AETI announces continued top line and bottom line growth

  • 52% year over year quarterly revenue growth driven by 236% increase in oil & gas revenues
  • $1.7M year over year quarterly EBITDA improvement

HOUSTON, Nov. 14, 2017 (GLOBE NEWSWIRE) — American Electric Technologies, Inc. (NASDAQ:AETI), a leading supplier of power delivery solutions for the global energy industry, today announced its third quarter 2017 financial results.

AETI announced revenue for the quarter of $13.3 million, up 52% from the $8.7 million reported in the third quarter of 2016 and up 2% compared with the second quarter of 2017.

During the quarter, the Company’s business operations in Houston and Beaumont Texas were adversely impacted by Hurricane Harvey.  Although the company’s facilities did not sustain any damage, operations were temporarily idled, delaying the schedules of customer projects resulting in a $2.5 million negative revenue impact.

The company’s revenue increase even in the face of the Harvey impact in the quarter was driven by strong growth in the oil & gas sector, which saw an increase of 236% versus the third quarter of 2016 and 16% growth from the second quarter of 2017.  The majority of the oil & gas sector growth came from previously reported backlog in the company’s Technical Products operations, but the company also saw an increase in its US services business as the services groups assisted Gulf Coast customers with Hurricane Harvey recovery efforts.

Gross margin for the company continues to improve, and in the quarter were $1.1 million, up $1.5 million from the third quarter of 2016 and up 32% versus the second quarter of 2017. 

EBITDA (a non-U.S. GAAP measure) improved by $1.7 million to a loss of $0.6 million for the quarter, up from a loss of $2.3 million in the third quarter of 2016 and up $0.1 million from the $0.7 million loss reported in the second quarter of 2017. Net income in the quarter was a loss of $1.1 million, up from $2.7 million loss in the third quarter of 2016 and flat versus the second quarter of 2017.  The company noted that reduced profit from lost sales associated with Hurricane Harvey and unabsorbed fixed costs impacted net income and EBITDA in the quarter by $0.6 million.

● ● ●

DIRECTIVES:
1) List each distinct percentage figure that appears in the press release on AETI's third-quarter 2017 results, giving each value once.
2) Carry on the press release on AETI's third-quarter 2017 results from the point where it stops.
The data that follows is not required for either task.

[Items from a dataset]

● ● ●

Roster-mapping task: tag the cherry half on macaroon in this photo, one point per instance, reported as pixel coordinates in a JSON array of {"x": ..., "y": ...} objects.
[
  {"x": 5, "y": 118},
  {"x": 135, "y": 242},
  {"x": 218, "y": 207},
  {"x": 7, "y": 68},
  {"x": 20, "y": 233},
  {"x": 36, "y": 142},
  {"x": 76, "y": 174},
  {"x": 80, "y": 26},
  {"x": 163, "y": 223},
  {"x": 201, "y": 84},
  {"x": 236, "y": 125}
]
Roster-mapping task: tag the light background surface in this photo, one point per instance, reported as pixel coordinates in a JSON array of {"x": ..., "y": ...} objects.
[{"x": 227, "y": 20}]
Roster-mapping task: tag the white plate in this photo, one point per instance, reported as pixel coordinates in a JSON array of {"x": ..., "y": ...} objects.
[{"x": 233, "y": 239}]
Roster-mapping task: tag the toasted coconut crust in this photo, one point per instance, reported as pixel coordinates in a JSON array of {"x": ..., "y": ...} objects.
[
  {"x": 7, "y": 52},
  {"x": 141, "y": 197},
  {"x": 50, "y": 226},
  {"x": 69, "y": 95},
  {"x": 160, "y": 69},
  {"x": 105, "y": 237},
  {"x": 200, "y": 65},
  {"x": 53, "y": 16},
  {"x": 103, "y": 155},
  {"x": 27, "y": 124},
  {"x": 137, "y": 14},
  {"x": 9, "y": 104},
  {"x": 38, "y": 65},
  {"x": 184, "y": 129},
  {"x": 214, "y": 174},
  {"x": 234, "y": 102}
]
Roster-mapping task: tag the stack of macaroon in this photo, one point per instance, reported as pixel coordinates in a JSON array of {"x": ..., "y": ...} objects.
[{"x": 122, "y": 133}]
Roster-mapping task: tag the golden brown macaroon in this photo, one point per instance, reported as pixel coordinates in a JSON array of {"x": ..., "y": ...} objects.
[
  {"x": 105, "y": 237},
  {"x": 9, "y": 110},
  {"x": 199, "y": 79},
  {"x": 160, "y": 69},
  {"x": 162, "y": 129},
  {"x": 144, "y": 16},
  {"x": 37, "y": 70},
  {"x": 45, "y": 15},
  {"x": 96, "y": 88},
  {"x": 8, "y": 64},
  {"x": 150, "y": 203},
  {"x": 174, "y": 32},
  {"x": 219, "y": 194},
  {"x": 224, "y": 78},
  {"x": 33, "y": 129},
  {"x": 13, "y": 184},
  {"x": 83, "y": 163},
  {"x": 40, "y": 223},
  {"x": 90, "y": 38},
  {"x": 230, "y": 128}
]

● ● ●

EXPECTED ANSWERS:
1) 52%, 236%, 2%, 16%, 32%

2)
The company reported quarter ending backlog of $23.5 million, up 3% from the $22.7 reported at the end of the second quarter of 2017.

“Hurricane Harvey significantly impacted our Houston and Beaumont communities, our employees, suppliers and our customers but I am proud of the resiliency shown during this challenging time,” said Charles Dauber, AETI President and CEO. “Our team continues to execute our strategy of successfully delivering the highest quality turnkey power delivery solutions for the global energy industry enabling us to achieve top and bottom line growth.”

The company maintains business interruption insurance and has filed a business interruption claim. It is anticipated that any proceeds resulting from this business interruption claim would be recorded no earlier than the fourth quarter of 2017.

Conference Call
AETI will conduct a conference call at 10 a.m. EST on November 14, 2017 to discuss the results with analysts, investors and other interested parties. Individuals who wish to participate in the conference call should dial 888-378-4398 passcode 843209, in the United States and Canada.  International callers should dial +1 323-701-0223 passcode 843209.

American Electric Technologies, Inc. (NASDAQ:AETI) is a leading provider of power delivery solutions to the global energy industry. AETI offers M&I Electric power distribution and control products, electrical services, and construction services.

AETI is headquartered in Houston and has global sales, support and manufacturing operations in Beaumont, Texas and Houma, Louisiana; and Rio de Janeiro, Macaé and Belo Horizonte, Brazil.  In addition, AETI has minority interests in two joint ventures, which have facilities located in Xian, China and Singapore. AETI’s SEC filings, news and product/service information are available at www.aeti.com.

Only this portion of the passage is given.